◆ STUDY TEXT

********************

Also in the category of the biotherapeutic approaches to control and prevent CDI is the oral administration of spores of non-toxinogenic strains. A strain, NTCD-M3, isolated at high frequency from hospitalized patients asymptomatically colonized, was found to lack the toxin-encoding genes [269]. Spores produced by NTCD-M3 were given orally to patients under metronidazole or vancomycin treatment for their first episode of CDI or first CDI recurrence [270, 271]. Colonization was a function of the number of spores given daily. Recurrence was lower in patients receiving spores relative to the control group and correlated with colonization. Colonization was transient and lost after 22 weeks, perhaps because of the recovery of the gut microbiota [270, 271]. Presumably, recurrence was prevented because NTCD-M3 outcompeted toxinogenic strains and prevented further colonization by the latter strains. The exact mechanism, however, is not known. So far, the transfer of the PaLoc from toxinogenic to non-toxinogenic strains has only been detected in vitro [272].

6.3. Vaccines

Antibodies directed against the receptor-binding domains of the TcdA and TcdB toxins prevent binding to their receptors and confer protective immunity against CDI in animal models and protection against recurrent disease in humans [10, 11]. Three vaccine candidates are currently under development for CDI, all of which involve parenteral delivery of toxoids. Sanofi has a toxoid vaccine composed of partially purified and formalin-inactivated TcdA and TcdB toxins [273, 274]. The Pfizer vaccine contains mutant forms of the TcdA and TcdB toxins with mutations thought to abrogate glucosyltransferase and auto-protease activities; residual activity of the toxins, however, required pre-incubation of the antigens with specific antibodies or formalin [275]. The Valneva vaccine contains a recombinant fusion protein between the receptor-binding domains of both TcdA and TcdB which induced neutralizing levels of serum antibodies to both toxins and reduced disease severity while conferring significant protection against a lethal dose of C. difficile spores in hamsters [276].

In an alternative strategy, B. subtilis spores were used as a delivery vehicle for the carboxy terminal repeat domains of TcdA and TcdB fused to surface-exposed spore coat proteins [277]. Oral immunization with spores displaying the TcdA repeat domain alone conferred protection against challenge with a C. difficile strain producing both toxins, and vaccinated animals survived reinfection. Mucosal immunization was required to generate secretory IgA and the local production of these neutralizing polymeric antibodies correlated with protection [277]. A trial to assess safety and immunogenicity of a spore-based vaccine (CDVAX) started on 1 January 2017.

6.4. Diet

Finally, recent work has highlighted a role for the diet in the prevention of CDI. Zn has a role in modulating the diversity of the microbiota: mice fed with a high Zn diet showed decreased microbiota diversity, as opposed to mice on a low Zn diet [278]. A Zn-binding protein, Calprotectin added to C. difficile cultures, prevented growth in a Zn-dependent manner (as a mutant deficient in Zn binding did not prevent growth), and Calprotectin-deficient mice showed decreased survival and increased disease severity following challenge with an RT027 strain [278].

********************

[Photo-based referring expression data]

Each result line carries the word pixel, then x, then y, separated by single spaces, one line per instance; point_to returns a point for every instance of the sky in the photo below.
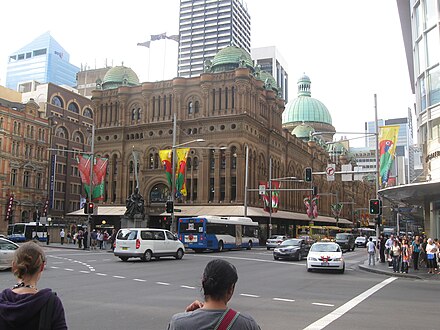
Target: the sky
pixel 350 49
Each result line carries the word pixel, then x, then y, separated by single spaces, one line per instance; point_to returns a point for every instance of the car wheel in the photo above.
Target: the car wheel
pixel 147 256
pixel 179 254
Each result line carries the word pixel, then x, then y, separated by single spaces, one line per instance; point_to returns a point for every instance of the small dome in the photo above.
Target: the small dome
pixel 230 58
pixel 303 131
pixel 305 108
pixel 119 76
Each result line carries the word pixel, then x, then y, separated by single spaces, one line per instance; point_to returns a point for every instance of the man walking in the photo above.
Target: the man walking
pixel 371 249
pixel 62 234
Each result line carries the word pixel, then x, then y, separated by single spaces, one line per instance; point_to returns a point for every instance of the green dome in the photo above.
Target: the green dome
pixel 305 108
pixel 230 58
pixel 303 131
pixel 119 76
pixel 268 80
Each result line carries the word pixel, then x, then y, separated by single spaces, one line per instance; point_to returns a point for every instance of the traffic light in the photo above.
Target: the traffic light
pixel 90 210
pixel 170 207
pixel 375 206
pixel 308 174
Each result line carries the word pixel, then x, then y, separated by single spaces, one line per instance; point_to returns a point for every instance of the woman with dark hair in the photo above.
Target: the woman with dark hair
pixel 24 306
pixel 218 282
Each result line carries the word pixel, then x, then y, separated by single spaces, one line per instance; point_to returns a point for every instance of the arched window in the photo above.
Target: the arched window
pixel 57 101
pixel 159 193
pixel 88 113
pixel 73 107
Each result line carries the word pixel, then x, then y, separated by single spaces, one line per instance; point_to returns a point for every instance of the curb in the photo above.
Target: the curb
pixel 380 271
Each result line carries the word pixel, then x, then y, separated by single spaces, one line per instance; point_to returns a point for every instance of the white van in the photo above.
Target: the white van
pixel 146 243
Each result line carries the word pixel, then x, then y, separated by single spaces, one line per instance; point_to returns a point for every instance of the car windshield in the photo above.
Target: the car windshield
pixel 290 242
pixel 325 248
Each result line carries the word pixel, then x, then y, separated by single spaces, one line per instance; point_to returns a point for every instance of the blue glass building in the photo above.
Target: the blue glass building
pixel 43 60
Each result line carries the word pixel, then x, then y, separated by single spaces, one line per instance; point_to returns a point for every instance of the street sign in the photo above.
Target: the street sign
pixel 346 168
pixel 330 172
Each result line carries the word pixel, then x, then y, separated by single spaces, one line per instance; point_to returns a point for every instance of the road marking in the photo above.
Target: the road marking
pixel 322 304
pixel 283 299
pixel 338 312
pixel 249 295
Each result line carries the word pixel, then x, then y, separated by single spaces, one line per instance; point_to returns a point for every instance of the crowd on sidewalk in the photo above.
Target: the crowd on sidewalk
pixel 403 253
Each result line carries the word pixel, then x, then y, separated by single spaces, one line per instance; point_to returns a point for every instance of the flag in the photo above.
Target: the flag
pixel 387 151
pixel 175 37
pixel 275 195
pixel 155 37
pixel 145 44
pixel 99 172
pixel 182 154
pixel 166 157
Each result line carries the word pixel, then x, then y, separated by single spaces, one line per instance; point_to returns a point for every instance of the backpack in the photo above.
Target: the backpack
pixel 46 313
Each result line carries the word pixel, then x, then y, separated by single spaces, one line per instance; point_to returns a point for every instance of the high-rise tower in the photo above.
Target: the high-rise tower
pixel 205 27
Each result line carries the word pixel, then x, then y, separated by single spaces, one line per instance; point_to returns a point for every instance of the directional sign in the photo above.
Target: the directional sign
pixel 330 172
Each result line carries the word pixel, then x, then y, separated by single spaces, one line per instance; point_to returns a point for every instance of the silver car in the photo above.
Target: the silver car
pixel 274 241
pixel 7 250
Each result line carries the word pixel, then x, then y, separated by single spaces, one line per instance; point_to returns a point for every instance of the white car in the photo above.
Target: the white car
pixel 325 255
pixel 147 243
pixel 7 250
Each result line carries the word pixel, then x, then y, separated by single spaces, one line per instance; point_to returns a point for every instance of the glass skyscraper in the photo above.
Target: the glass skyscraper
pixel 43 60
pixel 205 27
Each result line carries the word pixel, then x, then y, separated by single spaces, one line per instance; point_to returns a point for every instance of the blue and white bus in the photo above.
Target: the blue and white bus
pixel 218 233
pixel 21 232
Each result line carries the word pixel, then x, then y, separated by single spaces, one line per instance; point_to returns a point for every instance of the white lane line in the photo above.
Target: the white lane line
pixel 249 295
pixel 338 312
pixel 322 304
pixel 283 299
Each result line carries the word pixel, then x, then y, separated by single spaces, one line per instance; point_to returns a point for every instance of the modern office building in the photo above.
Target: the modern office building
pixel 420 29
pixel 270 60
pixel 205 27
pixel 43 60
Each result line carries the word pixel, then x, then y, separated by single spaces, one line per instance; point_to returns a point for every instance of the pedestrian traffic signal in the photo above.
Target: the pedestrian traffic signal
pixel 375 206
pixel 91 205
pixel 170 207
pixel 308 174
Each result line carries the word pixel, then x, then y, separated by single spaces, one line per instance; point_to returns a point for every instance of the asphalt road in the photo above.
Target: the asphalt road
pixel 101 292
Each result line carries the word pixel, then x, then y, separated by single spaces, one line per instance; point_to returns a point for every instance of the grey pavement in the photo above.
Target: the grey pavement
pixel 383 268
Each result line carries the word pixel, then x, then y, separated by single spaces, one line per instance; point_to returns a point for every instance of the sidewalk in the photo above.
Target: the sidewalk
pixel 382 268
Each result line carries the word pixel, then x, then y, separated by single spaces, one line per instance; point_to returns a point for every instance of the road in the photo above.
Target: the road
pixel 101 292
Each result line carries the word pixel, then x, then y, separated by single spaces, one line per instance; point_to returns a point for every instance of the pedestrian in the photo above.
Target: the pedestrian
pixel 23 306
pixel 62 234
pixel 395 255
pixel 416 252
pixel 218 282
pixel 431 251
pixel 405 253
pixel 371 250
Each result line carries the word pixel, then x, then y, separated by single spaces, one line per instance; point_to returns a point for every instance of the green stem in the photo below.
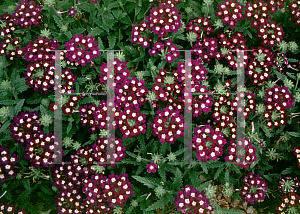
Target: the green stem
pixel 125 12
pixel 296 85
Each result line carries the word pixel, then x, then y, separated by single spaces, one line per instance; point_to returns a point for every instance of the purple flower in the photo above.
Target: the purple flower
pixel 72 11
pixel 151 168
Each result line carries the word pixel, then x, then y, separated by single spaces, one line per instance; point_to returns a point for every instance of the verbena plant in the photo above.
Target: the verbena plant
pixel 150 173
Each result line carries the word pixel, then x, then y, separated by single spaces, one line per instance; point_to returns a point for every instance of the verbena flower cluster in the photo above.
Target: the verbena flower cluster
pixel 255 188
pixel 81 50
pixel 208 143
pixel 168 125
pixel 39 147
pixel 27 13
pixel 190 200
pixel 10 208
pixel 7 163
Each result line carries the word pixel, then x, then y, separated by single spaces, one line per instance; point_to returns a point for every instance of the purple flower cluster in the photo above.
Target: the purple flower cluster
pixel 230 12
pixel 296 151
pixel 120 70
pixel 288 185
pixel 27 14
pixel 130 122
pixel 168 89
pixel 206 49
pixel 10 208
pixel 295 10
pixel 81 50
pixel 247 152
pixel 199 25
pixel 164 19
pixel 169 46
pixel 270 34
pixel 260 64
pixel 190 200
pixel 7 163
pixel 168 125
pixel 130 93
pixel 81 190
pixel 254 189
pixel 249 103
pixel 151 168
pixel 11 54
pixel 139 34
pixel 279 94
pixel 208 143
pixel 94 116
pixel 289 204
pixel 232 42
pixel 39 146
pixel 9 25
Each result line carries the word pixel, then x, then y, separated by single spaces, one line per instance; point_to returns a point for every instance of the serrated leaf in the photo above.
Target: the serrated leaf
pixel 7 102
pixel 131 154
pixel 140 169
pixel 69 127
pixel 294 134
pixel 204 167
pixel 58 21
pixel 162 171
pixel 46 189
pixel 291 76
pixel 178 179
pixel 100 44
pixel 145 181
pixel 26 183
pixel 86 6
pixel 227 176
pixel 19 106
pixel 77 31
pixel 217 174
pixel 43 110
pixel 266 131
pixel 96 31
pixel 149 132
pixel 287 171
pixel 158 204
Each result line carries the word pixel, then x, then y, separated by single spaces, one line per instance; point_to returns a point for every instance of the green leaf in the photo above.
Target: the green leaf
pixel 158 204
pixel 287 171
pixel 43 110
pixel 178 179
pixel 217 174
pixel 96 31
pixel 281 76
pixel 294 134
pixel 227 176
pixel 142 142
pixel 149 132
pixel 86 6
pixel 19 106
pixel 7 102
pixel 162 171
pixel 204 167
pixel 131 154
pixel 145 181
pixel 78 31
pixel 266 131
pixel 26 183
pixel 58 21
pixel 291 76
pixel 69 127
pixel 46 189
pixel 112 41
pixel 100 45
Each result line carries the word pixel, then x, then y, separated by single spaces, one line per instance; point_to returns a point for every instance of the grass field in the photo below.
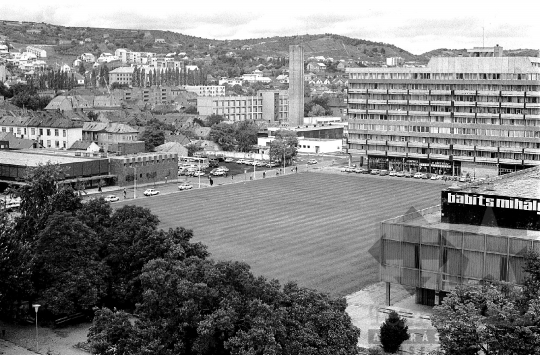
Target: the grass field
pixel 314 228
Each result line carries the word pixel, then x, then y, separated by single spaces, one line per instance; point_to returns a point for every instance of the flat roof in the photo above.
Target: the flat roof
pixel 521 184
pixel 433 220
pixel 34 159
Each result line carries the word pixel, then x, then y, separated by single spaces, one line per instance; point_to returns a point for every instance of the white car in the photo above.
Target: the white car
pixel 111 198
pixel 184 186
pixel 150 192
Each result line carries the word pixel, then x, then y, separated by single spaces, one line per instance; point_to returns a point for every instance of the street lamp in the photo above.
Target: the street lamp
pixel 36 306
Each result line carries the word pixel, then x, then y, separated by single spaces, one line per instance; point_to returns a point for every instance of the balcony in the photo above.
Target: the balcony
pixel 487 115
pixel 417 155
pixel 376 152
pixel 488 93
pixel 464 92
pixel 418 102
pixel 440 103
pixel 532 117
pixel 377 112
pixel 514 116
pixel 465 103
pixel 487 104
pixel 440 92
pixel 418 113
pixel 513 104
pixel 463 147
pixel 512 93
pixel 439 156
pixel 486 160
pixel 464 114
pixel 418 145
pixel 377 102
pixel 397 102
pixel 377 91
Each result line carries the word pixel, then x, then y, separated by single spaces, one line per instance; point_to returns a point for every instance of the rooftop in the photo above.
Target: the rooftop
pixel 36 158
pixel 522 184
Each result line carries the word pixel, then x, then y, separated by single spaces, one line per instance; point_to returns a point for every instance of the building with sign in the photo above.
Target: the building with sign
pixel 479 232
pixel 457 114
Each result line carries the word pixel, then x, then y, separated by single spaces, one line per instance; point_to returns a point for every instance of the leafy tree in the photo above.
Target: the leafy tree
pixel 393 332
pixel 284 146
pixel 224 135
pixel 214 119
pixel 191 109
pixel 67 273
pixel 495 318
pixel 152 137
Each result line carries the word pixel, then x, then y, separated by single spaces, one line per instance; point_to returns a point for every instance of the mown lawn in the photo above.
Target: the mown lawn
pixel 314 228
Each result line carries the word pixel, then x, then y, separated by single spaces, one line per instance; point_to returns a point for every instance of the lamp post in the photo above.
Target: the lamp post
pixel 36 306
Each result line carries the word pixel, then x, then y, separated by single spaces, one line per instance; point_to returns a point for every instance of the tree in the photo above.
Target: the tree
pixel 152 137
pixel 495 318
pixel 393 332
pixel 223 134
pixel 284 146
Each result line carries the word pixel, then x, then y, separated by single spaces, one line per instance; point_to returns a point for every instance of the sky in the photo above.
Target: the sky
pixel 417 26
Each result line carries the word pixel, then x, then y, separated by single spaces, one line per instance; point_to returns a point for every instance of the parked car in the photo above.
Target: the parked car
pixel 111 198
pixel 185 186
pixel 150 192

********************

◆ TASK REQUIREMENTS
(a) Rewrite the passage on preventing C. difficile infection, everything from "In an alternative" down to "1 January 2017.", with "secretory IgA" changed to "secretory immunoglobulin A".
(b) Name each company that the text on preventing C. difficile infection identifies as having a vaccine candidate.
The listing has nothing to do with any of this.

◆ RESPONSES BY TASK
(a)
In an alternative strategy, B. subtilis spores were used as a delivery vehicle for the carboxy terminal repeat domains of TcdA and TcdB fused to surface-exposed spore coat proteins [277]. Oral immunization with spores displaying the TcdA repeat domain alone conferred protection against challenge with a C. difficile strain producing both toxins, and vaccinated animals survived reinfection. Mucosal immunization was required to generate secretory immunoglobulin A and the local production of these neutralizing polymeric antibodies correlated with protection [277]. A trial to assess safety and immunogenicity of a spore-based vaccine (CDVAX) started on 1 January 2017.

(b) Sanofi, Pfizer, Valneva